The problem>
Copy verbatim the block of lines in the entries below whose first line contains "331L774 325L760 328L714" and whose last line contains "box: [927, 209, 1000, 326]". Leave out all other lines.

Data in this exercise>
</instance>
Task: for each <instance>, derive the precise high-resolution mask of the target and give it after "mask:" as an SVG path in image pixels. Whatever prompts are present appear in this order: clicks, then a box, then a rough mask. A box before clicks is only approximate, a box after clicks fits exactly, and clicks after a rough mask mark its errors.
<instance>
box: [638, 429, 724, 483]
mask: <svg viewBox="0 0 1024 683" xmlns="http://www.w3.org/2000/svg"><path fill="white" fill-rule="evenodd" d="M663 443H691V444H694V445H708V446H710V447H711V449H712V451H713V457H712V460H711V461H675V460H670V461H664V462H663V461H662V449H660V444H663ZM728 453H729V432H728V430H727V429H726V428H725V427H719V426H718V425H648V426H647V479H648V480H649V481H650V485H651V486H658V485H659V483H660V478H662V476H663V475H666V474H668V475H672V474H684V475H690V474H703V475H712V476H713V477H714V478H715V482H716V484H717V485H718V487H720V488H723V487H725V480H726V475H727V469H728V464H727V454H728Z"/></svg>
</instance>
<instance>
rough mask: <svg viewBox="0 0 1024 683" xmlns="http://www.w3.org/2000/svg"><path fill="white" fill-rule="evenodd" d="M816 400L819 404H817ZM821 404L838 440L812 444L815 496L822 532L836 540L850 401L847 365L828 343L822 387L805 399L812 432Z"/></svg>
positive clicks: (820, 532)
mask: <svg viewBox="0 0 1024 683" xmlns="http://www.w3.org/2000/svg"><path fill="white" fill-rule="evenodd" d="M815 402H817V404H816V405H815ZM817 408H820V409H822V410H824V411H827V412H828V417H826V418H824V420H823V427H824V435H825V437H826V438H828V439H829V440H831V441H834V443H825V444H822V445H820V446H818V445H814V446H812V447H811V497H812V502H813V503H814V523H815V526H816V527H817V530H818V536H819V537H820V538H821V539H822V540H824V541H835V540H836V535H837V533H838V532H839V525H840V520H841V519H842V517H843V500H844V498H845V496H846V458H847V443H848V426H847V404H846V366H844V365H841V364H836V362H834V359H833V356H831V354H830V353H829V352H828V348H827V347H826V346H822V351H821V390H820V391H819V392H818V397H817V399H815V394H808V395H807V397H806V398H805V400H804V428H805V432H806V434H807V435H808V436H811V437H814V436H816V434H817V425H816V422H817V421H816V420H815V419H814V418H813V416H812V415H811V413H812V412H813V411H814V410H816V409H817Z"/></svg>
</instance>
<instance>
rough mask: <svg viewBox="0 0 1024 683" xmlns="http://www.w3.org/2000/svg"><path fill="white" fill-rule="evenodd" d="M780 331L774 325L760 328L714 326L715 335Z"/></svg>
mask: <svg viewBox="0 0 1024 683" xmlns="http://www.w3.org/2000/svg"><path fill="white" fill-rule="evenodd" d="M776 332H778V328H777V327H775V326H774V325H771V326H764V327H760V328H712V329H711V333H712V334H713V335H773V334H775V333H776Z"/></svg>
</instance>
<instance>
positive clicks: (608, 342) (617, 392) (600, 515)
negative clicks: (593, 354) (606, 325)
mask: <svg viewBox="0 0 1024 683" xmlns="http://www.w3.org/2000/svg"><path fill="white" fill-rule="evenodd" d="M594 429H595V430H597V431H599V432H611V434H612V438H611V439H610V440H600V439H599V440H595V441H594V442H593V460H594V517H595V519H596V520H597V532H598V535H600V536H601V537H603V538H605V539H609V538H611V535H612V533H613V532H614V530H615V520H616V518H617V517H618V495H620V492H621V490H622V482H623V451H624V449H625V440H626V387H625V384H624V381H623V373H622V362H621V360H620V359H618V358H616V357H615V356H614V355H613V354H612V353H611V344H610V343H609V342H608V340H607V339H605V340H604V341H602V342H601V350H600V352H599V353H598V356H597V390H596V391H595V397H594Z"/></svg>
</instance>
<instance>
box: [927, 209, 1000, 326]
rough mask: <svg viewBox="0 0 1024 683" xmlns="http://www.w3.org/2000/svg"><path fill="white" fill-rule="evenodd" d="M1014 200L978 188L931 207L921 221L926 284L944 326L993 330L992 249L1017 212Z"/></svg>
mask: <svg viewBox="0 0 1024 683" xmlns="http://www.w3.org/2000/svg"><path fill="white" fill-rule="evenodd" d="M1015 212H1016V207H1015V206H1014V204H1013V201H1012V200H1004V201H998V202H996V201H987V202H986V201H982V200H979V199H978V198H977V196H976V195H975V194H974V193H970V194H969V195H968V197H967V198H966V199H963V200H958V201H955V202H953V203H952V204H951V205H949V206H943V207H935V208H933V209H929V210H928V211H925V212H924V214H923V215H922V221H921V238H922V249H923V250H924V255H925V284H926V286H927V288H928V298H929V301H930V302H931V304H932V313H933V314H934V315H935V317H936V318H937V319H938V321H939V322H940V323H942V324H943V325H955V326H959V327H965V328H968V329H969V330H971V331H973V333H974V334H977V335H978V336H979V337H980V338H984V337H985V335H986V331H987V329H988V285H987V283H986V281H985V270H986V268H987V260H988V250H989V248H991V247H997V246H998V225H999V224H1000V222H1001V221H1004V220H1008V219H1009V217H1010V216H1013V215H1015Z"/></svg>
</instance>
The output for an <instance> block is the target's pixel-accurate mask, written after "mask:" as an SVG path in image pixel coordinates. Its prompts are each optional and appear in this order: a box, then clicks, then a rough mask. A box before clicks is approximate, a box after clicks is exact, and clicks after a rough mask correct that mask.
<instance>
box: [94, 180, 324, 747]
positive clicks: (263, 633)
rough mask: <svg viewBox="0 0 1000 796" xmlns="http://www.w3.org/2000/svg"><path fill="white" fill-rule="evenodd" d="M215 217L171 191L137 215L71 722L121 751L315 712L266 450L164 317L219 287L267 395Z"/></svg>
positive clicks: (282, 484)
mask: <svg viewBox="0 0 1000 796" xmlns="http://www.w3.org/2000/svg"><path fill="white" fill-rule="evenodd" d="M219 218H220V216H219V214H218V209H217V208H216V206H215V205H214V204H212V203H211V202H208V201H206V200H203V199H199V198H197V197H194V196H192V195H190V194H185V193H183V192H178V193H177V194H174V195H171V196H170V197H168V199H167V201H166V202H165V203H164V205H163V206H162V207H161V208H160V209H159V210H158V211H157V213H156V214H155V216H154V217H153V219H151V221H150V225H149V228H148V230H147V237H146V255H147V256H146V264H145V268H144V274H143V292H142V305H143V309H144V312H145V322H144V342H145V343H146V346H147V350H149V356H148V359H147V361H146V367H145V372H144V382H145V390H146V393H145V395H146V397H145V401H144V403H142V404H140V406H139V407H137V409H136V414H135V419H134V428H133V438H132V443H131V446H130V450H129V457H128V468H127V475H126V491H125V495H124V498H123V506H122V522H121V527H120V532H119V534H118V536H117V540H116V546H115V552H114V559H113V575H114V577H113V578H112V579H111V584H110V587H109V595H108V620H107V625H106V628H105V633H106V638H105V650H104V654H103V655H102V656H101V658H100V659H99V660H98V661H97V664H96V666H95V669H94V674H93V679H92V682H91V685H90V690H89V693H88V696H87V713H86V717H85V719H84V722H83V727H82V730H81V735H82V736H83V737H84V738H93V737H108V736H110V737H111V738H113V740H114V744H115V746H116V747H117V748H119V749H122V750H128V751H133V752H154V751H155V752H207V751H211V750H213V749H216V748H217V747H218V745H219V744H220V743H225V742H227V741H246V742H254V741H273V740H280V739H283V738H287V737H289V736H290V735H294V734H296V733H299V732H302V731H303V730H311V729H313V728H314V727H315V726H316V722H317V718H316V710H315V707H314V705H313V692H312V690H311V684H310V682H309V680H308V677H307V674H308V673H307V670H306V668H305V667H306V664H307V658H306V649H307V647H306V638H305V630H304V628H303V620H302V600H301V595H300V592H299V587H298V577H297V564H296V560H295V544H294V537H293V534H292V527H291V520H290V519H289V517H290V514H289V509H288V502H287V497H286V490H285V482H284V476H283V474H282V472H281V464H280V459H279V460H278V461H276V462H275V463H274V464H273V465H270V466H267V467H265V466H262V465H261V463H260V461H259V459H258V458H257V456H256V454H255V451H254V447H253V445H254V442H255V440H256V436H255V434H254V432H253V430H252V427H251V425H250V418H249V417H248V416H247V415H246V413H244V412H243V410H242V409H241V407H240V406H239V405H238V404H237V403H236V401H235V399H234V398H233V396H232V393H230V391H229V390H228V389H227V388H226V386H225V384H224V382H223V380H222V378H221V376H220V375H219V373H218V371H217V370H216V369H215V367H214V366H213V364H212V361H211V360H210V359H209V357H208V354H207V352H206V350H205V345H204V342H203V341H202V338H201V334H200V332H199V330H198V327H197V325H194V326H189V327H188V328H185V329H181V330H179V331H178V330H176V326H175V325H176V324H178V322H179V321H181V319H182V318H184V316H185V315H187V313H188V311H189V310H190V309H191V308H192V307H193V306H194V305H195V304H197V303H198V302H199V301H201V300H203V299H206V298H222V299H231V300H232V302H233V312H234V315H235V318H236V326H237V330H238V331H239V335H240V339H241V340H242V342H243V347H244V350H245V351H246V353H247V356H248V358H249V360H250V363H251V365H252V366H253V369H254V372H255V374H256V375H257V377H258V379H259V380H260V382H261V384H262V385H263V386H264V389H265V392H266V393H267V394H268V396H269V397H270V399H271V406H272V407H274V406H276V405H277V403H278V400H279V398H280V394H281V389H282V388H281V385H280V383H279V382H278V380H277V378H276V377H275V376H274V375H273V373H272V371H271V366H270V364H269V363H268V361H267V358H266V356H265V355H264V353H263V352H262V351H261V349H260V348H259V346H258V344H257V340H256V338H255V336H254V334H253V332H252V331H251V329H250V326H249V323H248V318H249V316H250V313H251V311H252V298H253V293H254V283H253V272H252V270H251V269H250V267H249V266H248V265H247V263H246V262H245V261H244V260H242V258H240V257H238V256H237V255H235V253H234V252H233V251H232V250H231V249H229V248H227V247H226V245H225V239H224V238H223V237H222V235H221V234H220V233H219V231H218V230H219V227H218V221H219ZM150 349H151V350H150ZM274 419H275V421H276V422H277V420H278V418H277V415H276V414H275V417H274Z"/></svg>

Solution to the problem>
rough mask: <svg viewBox="0 0 1024 683" xmlns="http://www.w3.org/2000/svg"><path fill="white" fill-rule="evenodd" d="M780 331L774 325L760 328L714 326L715 335Z"/></svg>
mask: <svg viewBox="0 0 1024 683" xmlns="http://www.w3.org/2000/svg"><path fill="white" fill-rule="evenodd" d="M776 332H778V328H777V327H775V326H774V325H771V326H764V327H760V328H712V329H711V333H712V334H713V335H773V334H775V333H776Z"/></svg>
</instance>
<instance>
positive clicks: (608, 342) (617, 392) (600, 515)
negative clicks: (593, 354) (606, 325)
mask: <svg viewBox="0 0 1024 683" xmlns="http://www.w3.org/2000/svg"><path fill="white" fill-rule="evenodd" d="M594 429H595V430H597V431H599V432H611V434H612V438H611V439H610V440H600V439H599V440H595V441H594V442H593V460H594V517H595V519H596V520H597V532H598V535H600V536H601V537H603V538H605V539H609V538H611V535H612V533H613V532H614V530H615V520H616V518H617V517H618V495H620V492H621V490H622V482H623V451H624V449H625V440H626V387H625V384H624V381H623V373H622V362H621V360H620V359H618V358H616V357H615V356H614V355H613V354H612V353H611V344H610V343H609V342H608V340H607V339H605V340H604V341H602V342H601V350H600V352H599V353H598V356H597V390H596V391H595V397H594Z"/></svg>
</instance>
<instance>
box: [927, 209, 1000, 326]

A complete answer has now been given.